Actuel 112 Totalitarismes et Résistance

                       1. En inévitable avant-propos
                       Puisque tant de gens courent rêver de vote et de suffrage, au lieu de comprendre qu'ils participent à un nouvel exercice de manipulation des foules par les pouvoirs internazionaux, on doit prendre du recul et revenir à des savoirs et périodes exemplaires : parler de ce qui compte au lieu de ce qui passe est, après tout, le principe et la ligne de ce blog. Alors, pour se rassurer à partir de temps où des êtres humains pensaient assez humainement et activement, formant mouvements, réseaux et audiences, la relecture de
La mémoire courte
de Jean Cassou
est de la plus grande et de la plus belle actualité.
            Cet immense monument sur la Résistance française — cent petites pages — a d'abord paru en 1953. Il a été réédité en 2001. Il est actuellement épuisé mais accessible en occasion. Ces détails pour insister déjà sur un point capital, à savoir : on ne résume ni ne condense un texte de poète, et grand poète ; il faut le méditer et l'approfondir indéfiniment, en sachant qu'on ne l'épuisera pas. Il procure un bouleversement affectif de telle importance et qualité qu'on doit ensuite le confronter à chaque nouveauté, aussi souvent pour en admirer la facture et la profondeur que pour en démolir les fautes et les dérapages — chose que les pesantes majorités d'imbéciles du temps présent sont, évidemment, rigoureusement incapables de comprendre : car pour les cons, c'est par blocs entiers qu'on est bon ou mauvais ; le caractère par essence approximatif de la vérité, du savoir, de la pensée, et donc l'existence côte à côte et souvent en enchevêtrements de justesses et de faussetés, sont en dehors des réalités qu'ils peuvent atteindre. Donc ce qui va suivre s'efforcera d'être un commentaire critique, mais ne peut en aucun cas viser à un ersatz du texte de Cassou. Depuis qu'il a été écrit, certaines données saillent mieux : l'histoire sur notre planète et la science en général les ont éclairées de plus en plus fort. Au travers de recherches et de divers mouvements politiques à l'échelle du monde et de chaque nation, il y a eu des fulgurations dégageant le point auquel
les comportements de notre espèce relèvent bien plus constamment de l'animalité
(notamment de réactions grégaires)

§ Consigne 1:
Pour chacune des affirmations ci-dessous, dites si elle s'accorde avec le texte proposé en répondant oui ou non, puis citez les mots du texte qui tranchent. (a) La mémoire courte a paru pour la première fois en 2001. (b) L'ouvrage compte une centaine de petites pages. (c) Le commentaire annoncé prétend remplacer le texte de Cassou.
§ Consigne 2:
Condensez le paragraphe du texte proposé qui commence par « Puisque tant de gens courent rêver » sans perdre ses faits principaux.

§ Données:

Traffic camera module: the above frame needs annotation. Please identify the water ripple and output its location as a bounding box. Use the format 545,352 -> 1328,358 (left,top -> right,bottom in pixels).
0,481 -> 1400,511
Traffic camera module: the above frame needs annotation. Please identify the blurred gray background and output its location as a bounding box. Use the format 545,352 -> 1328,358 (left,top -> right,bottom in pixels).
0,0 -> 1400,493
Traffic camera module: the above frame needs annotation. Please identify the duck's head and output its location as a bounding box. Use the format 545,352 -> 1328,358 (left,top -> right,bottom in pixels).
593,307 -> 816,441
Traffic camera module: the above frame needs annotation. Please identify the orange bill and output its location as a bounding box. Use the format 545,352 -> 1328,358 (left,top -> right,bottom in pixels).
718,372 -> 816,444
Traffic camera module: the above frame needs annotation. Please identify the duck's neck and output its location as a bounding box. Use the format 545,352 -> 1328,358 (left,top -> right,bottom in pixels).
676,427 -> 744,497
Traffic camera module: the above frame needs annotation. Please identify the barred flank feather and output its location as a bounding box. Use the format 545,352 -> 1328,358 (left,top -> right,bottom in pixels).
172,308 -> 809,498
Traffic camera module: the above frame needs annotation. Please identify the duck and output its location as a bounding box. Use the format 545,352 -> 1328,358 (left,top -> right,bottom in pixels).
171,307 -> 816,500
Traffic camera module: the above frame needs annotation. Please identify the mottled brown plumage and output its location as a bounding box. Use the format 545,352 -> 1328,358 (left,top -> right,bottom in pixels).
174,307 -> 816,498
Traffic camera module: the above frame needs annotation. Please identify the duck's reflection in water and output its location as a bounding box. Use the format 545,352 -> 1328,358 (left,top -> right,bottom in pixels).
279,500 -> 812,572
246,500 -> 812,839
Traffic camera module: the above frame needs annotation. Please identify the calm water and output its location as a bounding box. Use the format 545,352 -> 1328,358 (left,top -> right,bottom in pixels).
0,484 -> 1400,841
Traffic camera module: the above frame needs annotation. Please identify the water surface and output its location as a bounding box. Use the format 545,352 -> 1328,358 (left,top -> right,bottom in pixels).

§ Réponse rédigée 1:
(a) Non : « a d'abord paru en 1953. Il a été réédité en 2001. »
(b) Oui : « cent petites pages »
(c) Non : « ne peut en aucun cas viser à un ersatz du texte de Cassou »

§ Réponse rédigée 2:
Beaucoup de gens s'enthousiasment pour le vote et le suffrage sans comprendre qu'ils participent à un nouvel exercice de manipulation des foules par les pouvoirs. Il faut donc prendre du recul et revenir à des savoirs et à des périodes exemplaires, conformément au principe du blog : parler de ce qui compte plutôt que de ce qui passe. À cet égard, relire La mémoire courte de Jean Cassou est de la plus grande actualité. Ce livre vient d'une époque où des êtres humains pensaient humainement et activement, en formant mouvements, réseaux et audiences.